* WRITTEN EXERCISE
Turn everything from the start of the records down to the line containing "Give the outline of every instance of the wetsuit." into a Markdown table with the columns Row and Content, leaving out blank lines.

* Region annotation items
•••••

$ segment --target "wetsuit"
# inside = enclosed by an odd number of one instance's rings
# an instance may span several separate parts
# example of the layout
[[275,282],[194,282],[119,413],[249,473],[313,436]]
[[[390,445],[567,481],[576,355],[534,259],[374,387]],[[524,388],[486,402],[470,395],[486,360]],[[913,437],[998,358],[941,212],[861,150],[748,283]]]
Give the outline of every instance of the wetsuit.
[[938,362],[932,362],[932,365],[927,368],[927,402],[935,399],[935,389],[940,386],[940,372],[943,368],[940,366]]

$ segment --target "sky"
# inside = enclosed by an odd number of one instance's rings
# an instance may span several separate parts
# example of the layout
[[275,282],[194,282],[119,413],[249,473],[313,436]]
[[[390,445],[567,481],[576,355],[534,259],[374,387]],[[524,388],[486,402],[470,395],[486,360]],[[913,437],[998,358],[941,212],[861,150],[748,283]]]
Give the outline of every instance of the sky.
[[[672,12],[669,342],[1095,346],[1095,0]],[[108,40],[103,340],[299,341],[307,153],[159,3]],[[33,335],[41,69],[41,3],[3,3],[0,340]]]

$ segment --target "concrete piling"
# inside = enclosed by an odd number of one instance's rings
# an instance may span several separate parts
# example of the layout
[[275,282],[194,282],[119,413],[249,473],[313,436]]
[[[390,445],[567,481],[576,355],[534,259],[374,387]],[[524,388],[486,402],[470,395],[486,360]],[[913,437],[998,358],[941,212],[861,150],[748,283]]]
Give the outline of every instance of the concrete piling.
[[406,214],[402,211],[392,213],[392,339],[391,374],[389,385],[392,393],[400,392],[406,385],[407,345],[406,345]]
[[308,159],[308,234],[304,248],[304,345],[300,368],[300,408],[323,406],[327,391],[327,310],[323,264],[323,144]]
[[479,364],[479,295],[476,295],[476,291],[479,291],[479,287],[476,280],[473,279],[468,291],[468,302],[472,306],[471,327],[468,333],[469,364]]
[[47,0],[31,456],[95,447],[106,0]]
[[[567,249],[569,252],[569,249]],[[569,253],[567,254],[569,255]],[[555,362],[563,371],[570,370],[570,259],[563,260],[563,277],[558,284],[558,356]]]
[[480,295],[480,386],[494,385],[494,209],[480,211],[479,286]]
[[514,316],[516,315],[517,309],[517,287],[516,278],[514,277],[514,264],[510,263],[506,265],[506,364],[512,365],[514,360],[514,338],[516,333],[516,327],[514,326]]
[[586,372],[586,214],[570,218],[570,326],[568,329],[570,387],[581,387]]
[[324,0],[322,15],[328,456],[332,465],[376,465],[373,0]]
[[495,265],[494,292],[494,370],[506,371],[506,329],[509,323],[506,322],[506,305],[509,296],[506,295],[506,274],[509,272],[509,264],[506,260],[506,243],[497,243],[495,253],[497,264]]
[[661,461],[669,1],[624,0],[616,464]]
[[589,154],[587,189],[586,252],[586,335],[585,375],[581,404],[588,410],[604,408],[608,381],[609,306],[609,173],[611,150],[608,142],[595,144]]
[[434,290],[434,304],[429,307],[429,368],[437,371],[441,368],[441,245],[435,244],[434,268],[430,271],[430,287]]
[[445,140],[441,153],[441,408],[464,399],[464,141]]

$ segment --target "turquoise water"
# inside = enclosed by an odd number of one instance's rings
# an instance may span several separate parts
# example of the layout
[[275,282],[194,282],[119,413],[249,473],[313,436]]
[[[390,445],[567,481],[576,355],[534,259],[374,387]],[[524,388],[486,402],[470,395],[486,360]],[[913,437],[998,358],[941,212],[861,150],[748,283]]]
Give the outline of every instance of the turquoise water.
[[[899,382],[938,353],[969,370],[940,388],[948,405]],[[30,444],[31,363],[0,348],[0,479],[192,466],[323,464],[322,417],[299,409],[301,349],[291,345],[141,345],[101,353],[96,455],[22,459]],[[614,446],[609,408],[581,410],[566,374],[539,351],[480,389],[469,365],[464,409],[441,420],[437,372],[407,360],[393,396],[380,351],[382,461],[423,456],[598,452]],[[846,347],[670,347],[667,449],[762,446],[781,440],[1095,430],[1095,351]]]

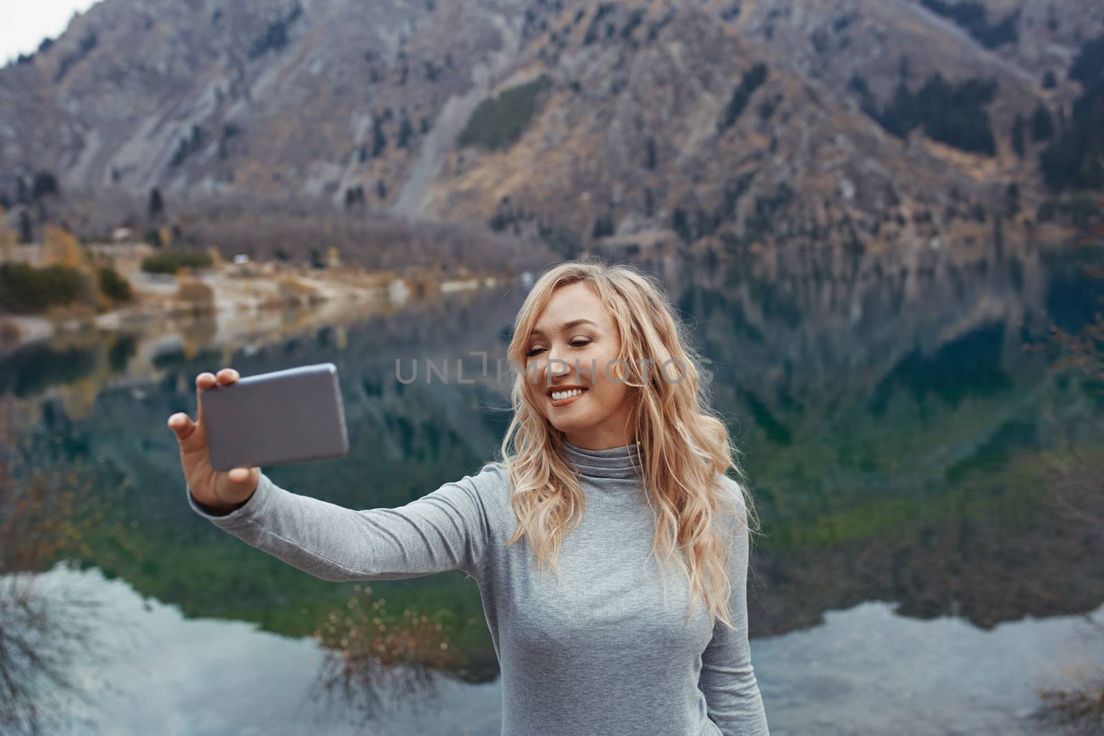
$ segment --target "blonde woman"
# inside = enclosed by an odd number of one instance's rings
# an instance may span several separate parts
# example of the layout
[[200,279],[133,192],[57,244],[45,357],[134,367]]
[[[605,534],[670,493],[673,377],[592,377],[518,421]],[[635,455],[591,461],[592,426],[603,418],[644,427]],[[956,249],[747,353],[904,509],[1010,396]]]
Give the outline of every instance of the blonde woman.
[[[767,734],[747,642],[753,514],[683,330],[635,267],[553,264],[508,348],[503,460],[353,511],[259,468],[215,472],[199,406],[169,418],[189,503],[327,580],[465,570],[502,671],[502,734]],[[197,396],[237,377],[203,373]]]

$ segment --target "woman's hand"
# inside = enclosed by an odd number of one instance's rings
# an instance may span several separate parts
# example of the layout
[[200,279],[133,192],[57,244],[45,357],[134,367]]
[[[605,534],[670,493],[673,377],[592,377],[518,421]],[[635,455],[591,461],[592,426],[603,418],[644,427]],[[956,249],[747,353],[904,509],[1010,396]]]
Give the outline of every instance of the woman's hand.
[[203,426],[203,390],[219,383],[226,386],[237,381],[237,371],[224,367],[217,376],[200,373],[195,376],[195,422],[180,412],[169,417],[169,428],[180,444],[180,465],[184,479],[197,501],[216,512],[230,513],[245,504],[261,480],[259,468],[233,468],[217,471],[208,457],[206,430]]

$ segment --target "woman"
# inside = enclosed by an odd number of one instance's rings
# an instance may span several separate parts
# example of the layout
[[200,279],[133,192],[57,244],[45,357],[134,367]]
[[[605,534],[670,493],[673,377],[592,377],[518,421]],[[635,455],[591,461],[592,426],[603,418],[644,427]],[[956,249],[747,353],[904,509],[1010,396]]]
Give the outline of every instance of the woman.
[[[468,573],[502,670],[502,734],[767,734],[749,504],[725,471],[742,473],[661,287],[627,265],[554,264],[508,358],[505,460],[474,477],[397,509],[344,509],[258,468],[215,472],[200,405],[195,423],[169,418],[189,503],[327,580]],[[203,373],[197,396],[237,377]]]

•••••

* RESPONSE FOR THIS EXERCISE
| Row | Content |
|---|---|
| 1 | $ segment --target "wetsuit" |
| 2 | # inside = enclosed by an odd number of one instance's rings |
| 3 | # an instance may span several separate parts |
| 4 | # example of the layout |
| 5 | [[275,282],[194,282],[119,413],[249,473],[313,436]] |
| 6 | [[[390,445],[567,481],[576,355],[534,259],[374,387]],[[524,388],[486,402],[470,395],[486,360]],[[913,437],[998,358],[941,212],[861,150],[748,283]]] |
| 7 | Give the outline of every instance of the wetsuit. |